— start Given information —

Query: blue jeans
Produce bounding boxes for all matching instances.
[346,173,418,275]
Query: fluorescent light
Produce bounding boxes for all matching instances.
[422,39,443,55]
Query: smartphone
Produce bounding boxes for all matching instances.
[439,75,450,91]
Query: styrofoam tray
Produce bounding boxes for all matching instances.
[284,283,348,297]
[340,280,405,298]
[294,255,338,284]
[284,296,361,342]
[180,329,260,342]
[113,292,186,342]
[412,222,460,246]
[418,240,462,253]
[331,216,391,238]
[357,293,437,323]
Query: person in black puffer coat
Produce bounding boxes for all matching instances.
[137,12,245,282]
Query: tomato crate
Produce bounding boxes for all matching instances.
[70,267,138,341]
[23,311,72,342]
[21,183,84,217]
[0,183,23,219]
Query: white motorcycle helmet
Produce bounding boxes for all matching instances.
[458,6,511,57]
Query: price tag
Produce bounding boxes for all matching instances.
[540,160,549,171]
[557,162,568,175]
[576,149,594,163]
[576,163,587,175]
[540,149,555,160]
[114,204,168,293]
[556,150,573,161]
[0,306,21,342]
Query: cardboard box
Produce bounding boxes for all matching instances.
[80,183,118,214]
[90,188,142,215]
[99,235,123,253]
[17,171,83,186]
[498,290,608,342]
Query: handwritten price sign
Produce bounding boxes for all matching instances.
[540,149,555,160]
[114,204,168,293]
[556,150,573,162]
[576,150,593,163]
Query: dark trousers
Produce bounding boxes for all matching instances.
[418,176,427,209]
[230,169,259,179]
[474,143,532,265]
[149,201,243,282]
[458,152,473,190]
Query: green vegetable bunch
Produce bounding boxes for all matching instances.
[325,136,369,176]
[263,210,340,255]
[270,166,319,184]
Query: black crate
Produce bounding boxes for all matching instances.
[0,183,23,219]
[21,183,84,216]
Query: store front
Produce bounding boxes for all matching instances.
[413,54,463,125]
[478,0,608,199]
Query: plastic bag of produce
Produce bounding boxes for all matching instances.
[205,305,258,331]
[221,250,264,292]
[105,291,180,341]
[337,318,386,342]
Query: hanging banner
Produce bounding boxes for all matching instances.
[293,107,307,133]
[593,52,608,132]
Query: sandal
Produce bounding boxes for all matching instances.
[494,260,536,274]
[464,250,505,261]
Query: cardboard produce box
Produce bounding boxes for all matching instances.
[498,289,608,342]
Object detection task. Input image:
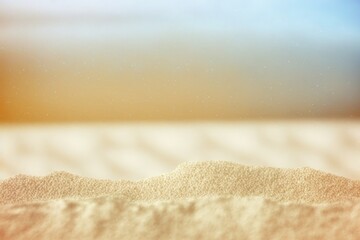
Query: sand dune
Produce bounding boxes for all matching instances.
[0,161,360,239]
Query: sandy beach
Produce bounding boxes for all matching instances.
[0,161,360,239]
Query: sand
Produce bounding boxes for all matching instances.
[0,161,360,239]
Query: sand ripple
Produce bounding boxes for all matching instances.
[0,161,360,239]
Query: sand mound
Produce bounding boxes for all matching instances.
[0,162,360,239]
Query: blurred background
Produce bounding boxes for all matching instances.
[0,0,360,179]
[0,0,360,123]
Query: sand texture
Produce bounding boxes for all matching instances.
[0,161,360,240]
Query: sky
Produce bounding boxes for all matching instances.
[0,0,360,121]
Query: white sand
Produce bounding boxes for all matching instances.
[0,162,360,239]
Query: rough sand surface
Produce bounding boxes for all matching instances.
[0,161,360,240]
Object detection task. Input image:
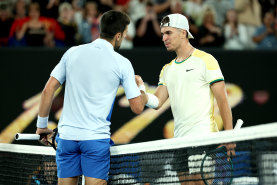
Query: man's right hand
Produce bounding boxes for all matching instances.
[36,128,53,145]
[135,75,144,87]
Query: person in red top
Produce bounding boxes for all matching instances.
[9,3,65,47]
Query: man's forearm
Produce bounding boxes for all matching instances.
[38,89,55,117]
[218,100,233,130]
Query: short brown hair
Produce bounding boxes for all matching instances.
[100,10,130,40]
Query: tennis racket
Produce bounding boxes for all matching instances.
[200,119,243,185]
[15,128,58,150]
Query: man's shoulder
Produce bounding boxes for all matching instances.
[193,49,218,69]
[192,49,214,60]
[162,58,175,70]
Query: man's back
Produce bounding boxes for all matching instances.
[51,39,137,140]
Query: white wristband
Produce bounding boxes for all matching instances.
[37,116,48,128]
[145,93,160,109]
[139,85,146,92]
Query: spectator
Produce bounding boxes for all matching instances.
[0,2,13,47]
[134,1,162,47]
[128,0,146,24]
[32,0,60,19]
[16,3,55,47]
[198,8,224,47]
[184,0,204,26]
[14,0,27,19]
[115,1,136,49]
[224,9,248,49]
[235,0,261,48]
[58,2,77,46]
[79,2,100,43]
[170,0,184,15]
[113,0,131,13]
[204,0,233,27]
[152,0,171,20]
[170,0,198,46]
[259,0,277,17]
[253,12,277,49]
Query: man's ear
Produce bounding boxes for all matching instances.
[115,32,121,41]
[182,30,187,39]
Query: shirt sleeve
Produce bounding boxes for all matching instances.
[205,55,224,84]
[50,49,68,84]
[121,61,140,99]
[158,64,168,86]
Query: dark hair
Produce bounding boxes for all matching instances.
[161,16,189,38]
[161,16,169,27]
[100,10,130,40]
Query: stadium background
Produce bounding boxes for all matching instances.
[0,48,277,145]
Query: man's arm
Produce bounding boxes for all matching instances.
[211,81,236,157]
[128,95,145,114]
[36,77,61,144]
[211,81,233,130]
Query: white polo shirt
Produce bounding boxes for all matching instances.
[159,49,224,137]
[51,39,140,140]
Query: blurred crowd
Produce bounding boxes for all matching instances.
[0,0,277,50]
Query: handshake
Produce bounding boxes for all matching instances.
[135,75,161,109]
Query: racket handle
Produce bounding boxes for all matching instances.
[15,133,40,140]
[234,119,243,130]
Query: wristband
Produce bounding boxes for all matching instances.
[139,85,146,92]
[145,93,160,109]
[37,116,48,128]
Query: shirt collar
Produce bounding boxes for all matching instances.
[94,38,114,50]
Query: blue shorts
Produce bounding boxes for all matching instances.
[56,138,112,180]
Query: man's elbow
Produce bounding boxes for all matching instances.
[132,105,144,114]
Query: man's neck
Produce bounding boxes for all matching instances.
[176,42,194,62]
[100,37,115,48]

— end Given information —

▶ [Problem requirements] Reproduce word for word the items from the very first line through the line containing "[478,0,608,199]", including both ends.

▶ [The answer]
Query: blue jeans
Produce bounding boxes for all matching instances.
[346,173,418,275]
Query: fluorescent light
Produce bounding boxes for all matching instances.
[422,39,443,55]
Query: smartphone
Produce bounding boxes for all matching instances.
[439,75,450,91]
Query: styrofoam tray
Produce bounding boxes for all matching instances.
[284,283,348,297]
[340,280,405,298]
[294,255,338,284]
[284,296,361,342]
[180,329,260,342]
[113,292,186,342]
[412,222,460,246]
[418,240,462,253]
[331,216,391,238]
[357,293,437,323]
Query: person in black puffer coat
Produce bounding boxes for all matching instances.
[137,12,245,282]
Query: tomato crate
Produce bounding boxes for all matching instances.
[70,267,138,341]
[23,311,72,342]
[21,183,84,217]
[0,183,23,219]
Query: white motorcycle helmet
Produce bounding boxes for all matching instances.
[458,6,511,57]
Query: price tag
Produce bounding boxes for all matching instances.
[540,160,549,171]
[557,162,568,175]
[576,149,594,163]
[576,163,587,175]
[540,149,555,160]
[114,204,168,293]
[556,150,573,161]
[0,306,21,342]
Query: cardboard box
Produce bounding boxes for all matching instances.
[80,183,118,214]
[90,188,142,215]
[99,235,123,253]
[17,171,83,186]
[498,290,608,342]
Query: handwritten price sign
Produce bounding boxes for all matching instances.
[540,149,555,160]
[114,204,168,293]
[556,150,573,162]
[576,150,593,163]
Query: dark trousers
Produce bounding boxes for all matching instances.
[418,176,427,209]
[230,169,259,179]
[474,143,532,265]
[149,201,243,282]
[458,152,473,190]
Query: green vegetable bunch
Produce bounding boxes for all matching instances.
[325,136,369,176]
[263,210,340,255]
[270,166,319,184]
Query: black crate
Produce bounding boxes for all matching instances.
[0,183,23,219]
[21,183,84,216]
Query: store front
Produce bounding boxes for all matching instances.
[413,54,463,125]
[478,0,608,199]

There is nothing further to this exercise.